## SHORT EXERCISE
After locating the line that contains "Target = wooden chair with iron back", quote it and all lines after it through the end of the entries, and nothing more. Pictures stay out.

## DATA SUPPLIED

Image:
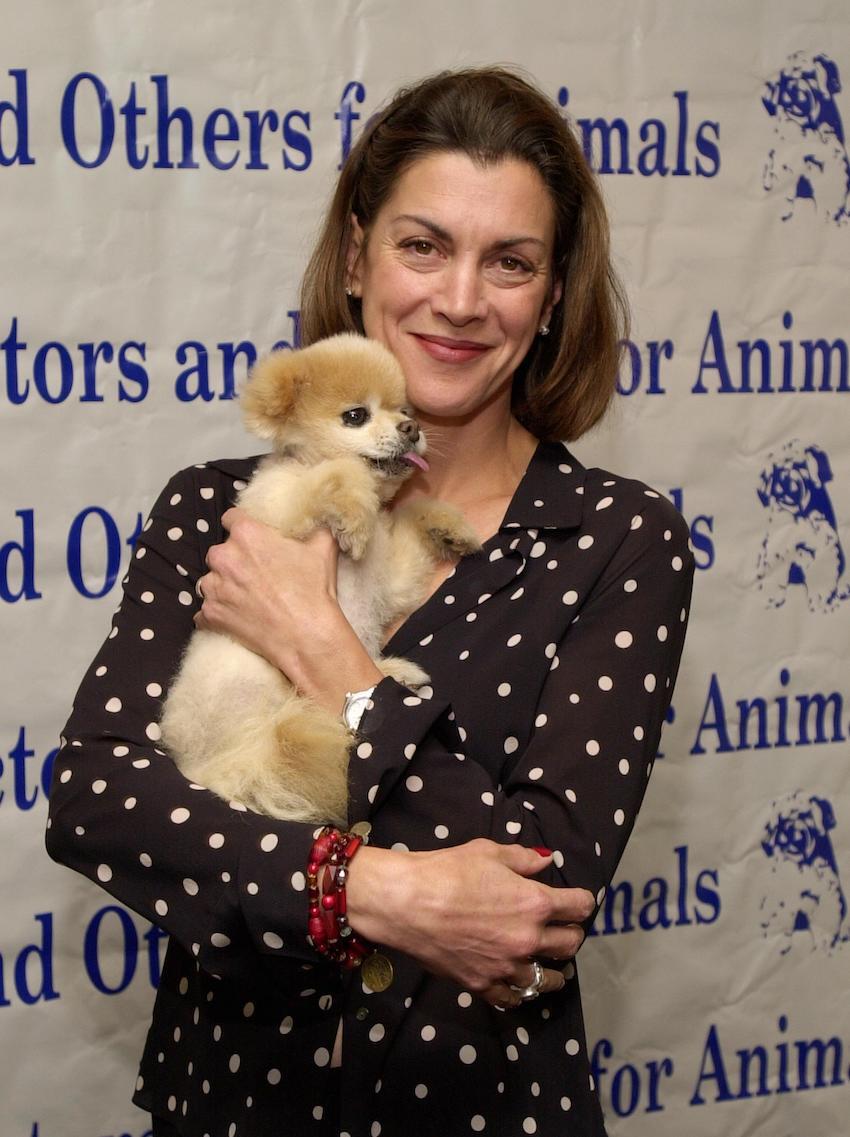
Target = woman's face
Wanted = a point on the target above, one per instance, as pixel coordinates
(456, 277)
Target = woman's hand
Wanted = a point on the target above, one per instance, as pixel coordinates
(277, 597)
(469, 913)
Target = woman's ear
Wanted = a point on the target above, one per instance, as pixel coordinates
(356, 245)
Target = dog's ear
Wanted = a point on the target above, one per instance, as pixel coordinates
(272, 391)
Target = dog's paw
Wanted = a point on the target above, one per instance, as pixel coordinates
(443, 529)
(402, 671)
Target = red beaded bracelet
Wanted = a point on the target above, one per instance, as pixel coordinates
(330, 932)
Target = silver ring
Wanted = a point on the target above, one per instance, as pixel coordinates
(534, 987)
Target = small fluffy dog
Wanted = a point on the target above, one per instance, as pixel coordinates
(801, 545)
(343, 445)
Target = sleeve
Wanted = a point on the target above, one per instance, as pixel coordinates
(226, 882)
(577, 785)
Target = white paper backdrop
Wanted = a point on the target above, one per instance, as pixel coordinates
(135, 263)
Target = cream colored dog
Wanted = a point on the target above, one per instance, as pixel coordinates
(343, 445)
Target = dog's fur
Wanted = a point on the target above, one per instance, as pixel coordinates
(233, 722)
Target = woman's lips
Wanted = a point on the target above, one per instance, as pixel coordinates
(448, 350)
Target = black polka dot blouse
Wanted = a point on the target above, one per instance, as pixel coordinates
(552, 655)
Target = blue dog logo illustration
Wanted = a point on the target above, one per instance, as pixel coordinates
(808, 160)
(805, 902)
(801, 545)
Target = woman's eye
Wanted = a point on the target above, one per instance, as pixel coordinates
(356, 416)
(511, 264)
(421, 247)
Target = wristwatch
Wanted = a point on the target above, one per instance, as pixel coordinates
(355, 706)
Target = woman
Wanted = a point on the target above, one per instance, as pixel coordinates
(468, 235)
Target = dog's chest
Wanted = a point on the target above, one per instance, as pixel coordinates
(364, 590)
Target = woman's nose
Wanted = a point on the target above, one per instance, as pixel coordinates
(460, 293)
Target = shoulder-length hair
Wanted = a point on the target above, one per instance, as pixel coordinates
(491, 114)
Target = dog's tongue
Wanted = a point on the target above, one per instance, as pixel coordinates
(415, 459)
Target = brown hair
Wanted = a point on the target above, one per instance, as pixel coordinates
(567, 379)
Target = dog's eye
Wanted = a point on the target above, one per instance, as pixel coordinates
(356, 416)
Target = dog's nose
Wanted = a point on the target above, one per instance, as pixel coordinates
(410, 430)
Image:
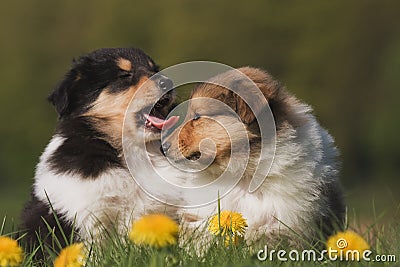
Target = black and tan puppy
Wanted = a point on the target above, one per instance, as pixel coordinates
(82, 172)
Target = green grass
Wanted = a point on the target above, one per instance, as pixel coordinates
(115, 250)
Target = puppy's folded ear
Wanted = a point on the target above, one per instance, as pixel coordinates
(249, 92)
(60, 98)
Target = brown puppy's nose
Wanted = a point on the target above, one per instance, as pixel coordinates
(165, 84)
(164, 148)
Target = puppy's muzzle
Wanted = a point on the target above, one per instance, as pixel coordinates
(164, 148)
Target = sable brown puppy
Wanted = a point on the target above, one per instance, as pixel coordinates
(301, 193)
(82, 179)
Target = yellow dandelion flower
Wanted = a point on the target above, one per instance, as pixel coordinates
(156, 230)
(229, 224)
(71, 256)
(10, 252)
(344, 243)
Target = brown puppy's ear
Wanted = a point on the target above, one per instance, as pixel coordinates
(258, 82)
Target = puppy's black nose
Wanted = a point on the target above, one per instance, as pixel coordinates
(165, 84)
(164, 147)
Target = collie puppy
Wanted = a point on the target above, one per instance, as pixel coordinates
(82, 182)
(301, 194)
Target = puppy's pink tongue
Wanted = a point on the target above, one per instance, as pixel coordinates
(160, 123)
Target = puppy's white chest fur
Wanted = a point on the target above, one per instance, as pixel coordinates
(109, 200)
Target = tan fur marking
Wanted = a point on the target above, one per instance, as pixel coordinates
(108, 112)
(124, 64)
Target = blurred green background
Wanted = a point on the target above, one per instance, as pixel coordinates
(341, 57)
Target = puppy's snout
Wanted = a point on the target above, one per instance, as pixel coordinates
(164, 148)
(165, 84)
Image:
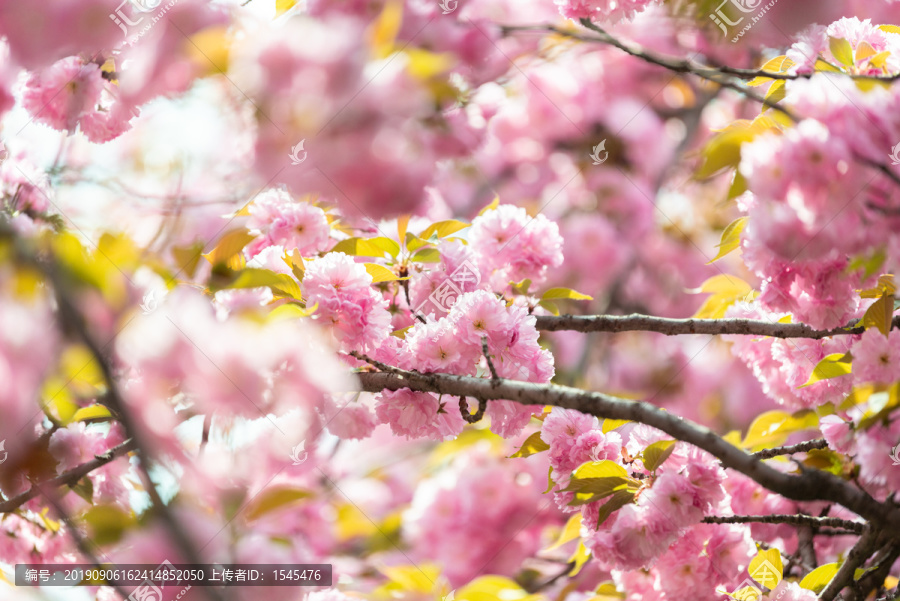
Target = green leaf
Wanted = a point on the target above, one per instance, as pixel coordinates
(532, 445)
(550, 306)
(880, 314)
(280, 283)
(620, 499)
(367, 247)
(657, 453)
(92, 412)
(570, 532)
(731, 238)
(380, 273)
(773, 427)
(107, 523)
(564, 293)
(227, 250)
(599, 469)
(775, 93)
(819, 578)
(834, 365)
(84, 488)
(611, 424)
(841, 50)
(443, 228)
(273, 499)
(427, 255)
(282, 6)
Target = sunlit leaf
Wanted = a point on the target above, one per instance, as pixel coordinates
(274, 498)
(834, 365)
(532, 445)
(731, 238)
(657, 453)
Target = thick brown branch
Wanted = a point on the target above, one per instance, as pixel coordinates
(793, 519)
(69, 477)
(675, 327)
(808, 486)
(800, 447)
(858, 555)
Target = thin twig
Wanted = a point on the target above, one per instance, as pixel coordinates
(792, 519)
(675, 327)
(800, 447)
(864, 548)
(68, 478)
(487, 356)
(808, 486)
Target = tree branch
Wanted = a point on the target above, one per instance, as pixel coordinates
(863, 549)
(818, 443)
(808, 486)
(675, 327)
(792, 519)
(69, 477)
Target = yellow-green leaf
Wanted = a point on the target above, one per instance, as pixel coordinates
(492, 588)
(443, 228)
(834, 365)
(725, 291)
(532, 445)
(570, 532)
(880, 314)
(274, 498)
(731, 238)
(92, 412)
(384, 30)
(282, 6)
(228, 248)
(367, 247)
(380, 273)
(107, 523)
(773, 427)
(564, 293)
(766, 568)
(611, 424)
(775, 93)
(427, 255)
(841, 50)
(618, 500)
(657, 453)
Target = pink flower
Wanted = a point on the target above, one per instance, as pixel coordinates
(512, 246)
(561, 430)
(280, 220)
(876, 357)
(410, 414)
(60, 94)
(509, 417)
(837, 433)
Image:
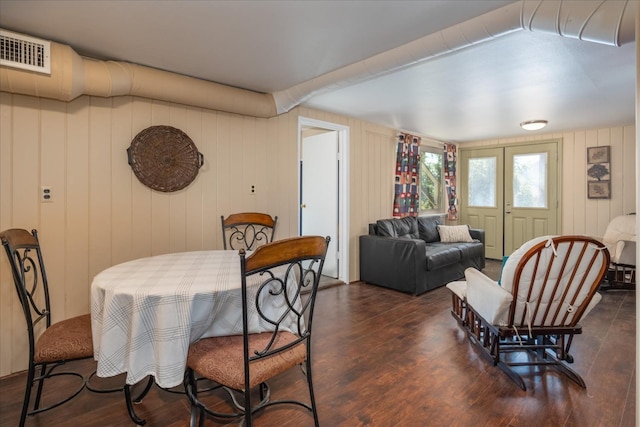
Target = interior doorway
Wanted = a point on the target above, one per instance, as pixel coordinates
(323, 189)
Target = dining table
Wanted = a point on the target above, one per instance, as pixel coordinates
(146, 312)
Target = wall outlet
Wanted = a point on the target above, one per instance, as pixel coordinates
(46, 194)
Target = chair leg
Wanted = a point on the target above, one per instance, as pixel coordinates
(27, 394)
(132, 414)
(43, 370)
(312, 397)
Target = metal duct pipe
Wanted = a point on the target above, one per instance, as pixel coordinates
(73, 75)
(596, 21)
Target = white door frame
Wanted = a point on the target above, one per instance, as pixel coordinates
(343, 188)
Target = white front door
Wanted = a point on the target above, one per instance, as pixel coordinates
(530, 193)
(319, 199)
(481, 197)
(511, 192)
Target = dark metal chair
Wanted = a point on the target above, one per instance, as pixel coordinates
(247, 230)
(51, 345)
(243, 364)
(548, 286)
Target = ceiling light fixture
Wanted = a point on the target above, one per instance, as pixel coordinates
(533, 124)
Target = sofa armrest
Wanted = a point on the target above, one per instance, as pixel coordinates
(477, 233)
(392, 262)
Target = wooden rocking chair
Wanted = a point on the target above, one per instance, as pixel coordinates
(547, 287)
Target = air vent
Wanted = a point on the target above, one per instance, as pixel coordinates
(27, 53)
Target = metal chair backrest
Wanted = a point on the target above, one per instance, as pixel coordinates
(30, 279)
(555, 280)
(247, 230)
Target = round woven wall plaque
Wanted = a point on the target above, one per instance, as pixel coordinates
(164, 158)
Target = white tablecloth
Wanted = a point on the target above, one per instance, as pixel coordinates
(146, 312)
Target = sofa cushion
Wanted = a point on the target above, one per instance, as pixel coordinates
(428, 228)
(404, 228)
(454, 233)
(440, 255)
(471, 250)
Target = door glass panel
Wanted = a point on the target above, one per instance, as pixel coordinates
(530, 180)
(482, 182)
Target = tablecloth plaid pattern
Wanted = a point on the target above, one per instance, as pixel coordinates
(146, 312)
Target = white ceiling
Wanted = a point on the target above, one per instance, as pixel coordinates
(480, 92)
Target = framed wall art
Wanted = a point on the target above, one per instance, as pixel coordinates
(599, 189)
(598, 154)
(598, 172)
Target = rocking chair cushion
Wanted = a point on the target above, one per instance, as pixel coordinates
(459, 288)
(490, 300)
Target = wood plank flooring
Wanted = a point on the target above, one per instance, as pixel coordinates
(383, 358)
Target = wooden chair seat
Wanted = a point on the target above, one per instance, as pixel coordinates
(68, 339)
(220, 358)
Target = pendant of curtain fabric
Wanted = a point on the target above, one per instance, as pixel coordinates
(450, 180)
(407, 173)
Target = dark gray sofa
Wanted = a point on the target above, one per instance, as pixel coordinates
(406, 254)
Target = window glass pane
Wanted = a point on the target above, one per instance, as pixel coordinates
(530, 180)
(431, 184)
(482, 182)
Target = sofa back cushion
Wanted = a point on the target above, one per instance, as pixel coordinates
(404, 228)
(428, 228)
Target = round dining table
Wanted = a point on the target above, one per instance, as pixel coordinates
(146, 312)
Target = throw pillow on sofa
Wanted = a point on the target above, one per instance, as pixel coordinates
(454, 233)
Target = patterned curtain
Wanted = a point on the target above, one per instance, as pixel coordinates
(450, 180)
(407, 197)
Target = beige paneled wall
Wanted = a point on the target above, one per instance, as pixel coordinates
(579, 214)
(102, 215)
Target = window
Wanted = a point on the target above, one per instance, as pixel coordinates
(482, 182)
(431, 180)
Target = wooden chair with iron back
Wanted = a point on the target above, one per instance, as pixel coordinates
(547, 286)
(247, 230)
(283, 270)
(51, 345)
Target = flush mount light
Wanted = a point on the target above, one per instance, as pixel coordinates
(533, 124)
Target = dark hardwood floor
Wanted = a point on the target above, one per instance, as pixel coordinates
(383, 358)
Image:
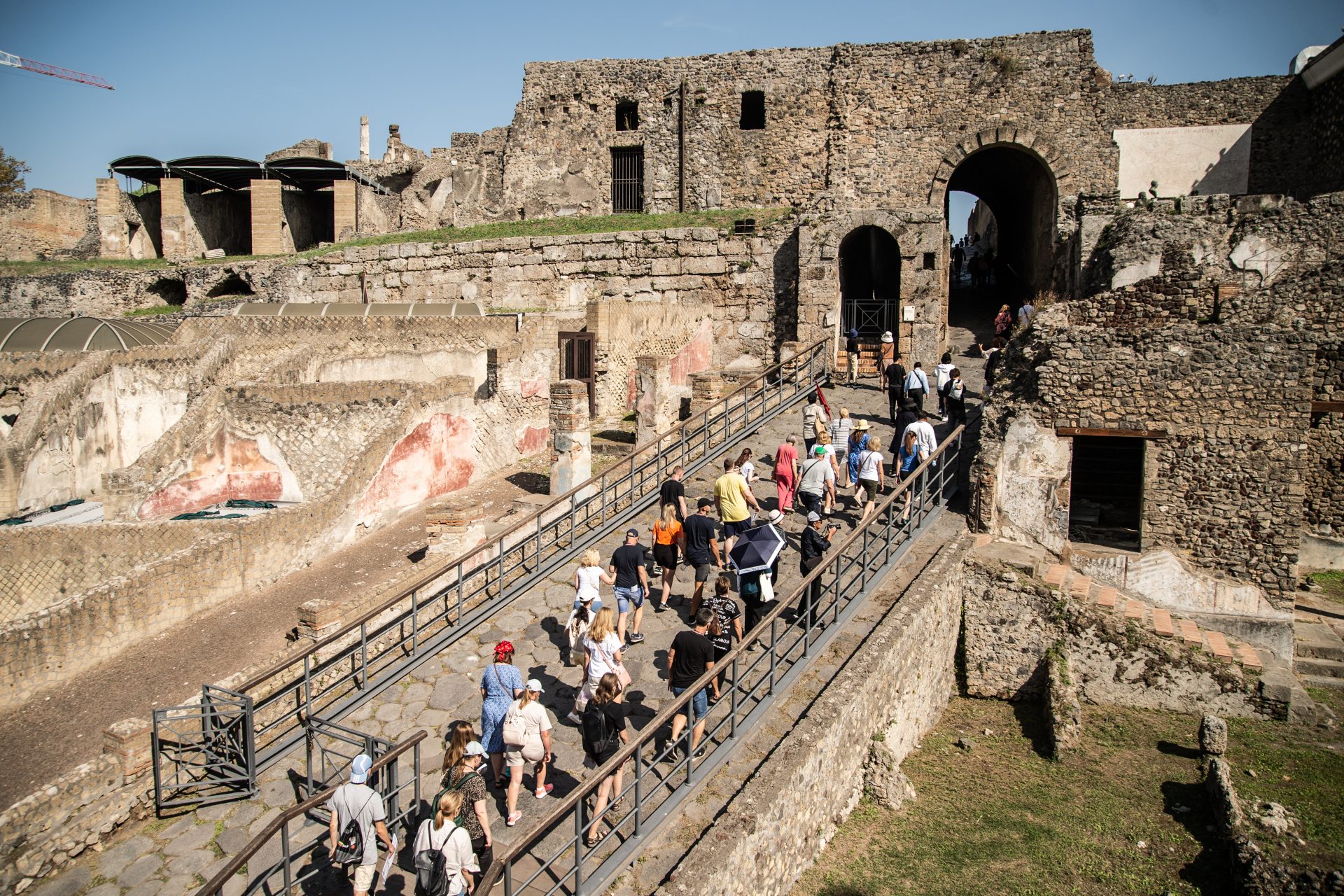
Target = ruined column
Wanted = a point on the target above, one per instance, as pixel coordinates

## EXERCISE ANSWER
Target = wooden chair with iron back
Wanted = a point on the target above, one per instance, as pixel coordinates
(547, 286)
(247, 230)
(283, 270)
(51, 345)
Target = flush mount light
Wanted = a point on the target above, one per instance, as pixel coordinates
(533, 124)
Target = dark hardwood floor
Wanted = a point on the target above, one per instance, as pixel coordinates
(383, 358)
Image:
Target = ruined column
Wanted = a point on the target above, one per instance, as pixel coordinates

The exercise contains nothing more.